PROBLEM DETAILS: Transcribe the data exactly, stopping after the "Need: a point for each instance of the khaki" line.

--- MATERIAL FOR THE TASK ---

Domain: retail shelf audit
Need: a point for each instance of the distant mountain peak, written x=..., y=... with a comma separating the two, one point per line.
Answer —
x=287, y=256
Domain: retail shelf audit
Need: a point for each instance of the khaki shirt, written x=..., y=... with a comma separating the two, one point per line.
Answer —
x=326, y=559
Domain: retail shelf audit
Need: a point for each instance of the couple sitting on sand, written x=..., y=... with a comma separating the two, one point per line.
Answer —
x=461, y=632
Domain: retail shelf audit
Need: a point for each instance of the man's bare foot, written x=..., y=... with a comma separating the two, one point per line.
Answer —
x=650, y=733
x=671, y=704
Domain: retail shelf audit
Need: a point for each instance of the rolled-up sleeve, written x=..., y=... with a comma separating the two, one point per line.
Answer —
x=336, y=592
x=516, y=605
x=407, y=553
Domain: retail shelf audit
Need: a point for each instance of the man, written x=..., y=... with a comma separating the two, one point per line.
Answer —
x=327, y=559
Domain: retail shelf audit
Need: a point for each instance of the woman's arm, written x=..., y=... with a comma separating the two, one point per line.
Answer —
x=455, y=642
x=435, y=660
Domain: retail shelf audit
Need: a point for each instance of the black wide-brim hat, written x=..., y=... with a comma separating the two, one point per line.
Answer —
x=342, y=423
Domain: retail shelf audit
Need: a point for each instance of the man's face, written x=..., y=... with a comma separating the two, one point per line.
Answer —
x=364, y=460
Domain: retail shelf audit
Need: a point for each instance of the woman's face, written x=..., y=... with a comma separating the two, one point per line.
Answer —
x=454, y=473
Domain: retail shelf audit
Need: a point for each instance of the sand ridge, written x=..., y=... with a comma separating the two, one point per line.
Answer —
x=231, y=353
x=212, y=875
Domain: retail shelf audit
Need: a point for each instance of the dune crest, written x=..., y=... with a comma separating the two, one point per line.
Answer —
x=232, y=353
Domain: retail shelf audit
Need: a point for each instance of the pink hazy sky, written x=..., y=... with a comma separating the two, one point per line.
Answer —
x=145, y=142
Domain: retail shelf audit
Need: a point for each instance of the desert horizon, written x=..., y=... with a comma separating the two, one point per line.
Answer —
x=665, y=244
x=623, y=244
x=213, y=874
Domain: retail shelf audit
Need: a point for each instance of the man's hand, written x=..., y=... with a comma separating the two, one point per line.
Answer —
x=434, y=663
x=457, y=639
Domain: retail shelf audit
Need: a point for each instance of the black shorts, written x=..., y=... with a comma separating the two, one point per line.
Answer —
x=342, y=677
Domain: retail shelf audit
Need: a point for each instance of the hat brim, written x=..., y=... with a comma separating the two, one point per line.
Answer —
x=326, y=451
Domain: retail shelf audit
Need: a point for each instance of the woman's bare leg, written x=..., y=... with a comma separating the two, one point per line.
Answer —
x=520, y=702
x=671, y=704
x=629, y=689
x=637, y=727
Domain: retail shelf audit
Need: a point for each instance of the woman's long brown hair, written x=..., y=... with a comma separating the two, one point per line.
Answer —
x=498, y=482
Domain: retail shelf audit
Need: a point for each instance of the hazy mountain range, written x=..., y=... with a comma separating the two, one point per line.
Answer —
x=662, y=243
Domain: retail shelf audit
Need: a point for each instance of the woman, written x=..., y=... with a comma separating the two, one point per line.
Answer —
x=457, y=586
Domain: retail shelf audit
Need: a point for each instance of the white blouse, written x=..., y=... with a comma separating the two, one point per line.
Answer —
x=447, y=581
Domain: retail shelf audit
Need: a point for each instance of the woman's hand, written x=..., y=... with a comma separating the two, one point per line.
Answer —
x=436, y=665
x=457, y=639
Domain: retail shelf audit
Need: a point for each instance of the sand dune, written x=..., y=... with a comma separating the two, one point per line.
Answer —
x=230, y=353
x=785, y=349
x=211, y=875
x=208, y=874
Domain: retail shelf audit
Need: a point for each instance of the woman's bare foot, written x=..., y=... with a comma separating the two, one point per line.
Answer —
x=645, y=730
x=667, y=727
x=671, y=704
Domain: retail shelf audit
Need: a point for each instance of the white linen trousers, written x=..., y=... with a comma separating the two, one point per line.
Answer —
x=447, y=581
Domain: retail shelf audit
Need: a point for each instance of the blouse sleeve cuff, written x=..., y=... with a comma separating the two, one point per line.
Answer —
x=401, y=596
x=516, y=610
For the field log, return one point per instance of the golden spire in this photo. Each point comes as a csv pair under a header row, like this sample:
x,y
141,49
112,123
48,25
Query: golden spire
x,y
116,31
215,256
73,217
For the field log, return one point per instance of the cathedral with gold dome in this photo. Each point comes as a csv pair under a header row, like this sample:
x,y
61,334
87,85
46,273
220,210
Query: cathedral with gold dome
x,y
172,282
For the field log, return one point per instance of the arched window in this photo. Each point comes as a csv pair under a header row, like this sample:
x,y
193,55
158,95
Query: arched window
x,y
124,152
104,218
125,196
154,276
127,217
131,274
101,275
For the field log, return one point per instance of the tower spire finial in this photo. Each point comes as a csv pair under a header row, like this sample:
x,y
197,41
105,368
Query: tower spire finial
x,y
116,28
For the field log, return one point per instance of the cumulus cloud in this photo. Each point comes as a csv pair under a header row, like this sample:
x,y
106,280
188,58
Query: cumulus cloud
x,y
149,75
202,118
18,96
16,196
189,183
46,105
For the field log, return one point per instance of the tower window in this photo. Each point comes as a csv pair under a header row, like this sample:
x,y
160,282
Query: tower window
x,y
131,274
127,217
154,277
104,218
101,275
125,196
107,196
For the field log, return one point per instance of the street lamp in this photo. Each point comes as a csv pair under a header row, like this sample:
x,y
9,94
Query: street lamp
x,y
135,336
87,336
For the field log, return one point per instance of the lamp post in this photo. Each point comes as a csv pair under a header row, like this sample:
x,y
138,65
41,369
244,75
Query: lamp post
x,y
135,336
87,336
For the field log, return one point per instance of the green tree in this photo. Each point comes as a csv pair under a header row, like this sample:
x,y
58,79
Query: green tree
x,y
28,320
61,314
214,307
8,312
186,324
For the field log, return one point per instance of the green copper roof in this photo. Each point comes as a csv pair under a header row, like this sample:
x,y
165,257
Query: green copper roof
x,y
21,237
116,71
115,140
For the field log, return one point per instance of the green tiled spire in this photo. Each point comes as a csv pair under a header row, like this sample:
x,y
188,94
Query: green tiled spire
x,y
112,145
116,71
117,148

---

THE ANSWER:
Domain: retail shelf audit
Need: a point for each instance of the distant mountain peak, written x=..., y=... with a comma separating the two, one point per line.
Answer —
x=287, y=256
Domain: retail shelf audit
Need: a point for each instance of the khaki shirt, written x=..., y=... with a comma separating the two, one point per line.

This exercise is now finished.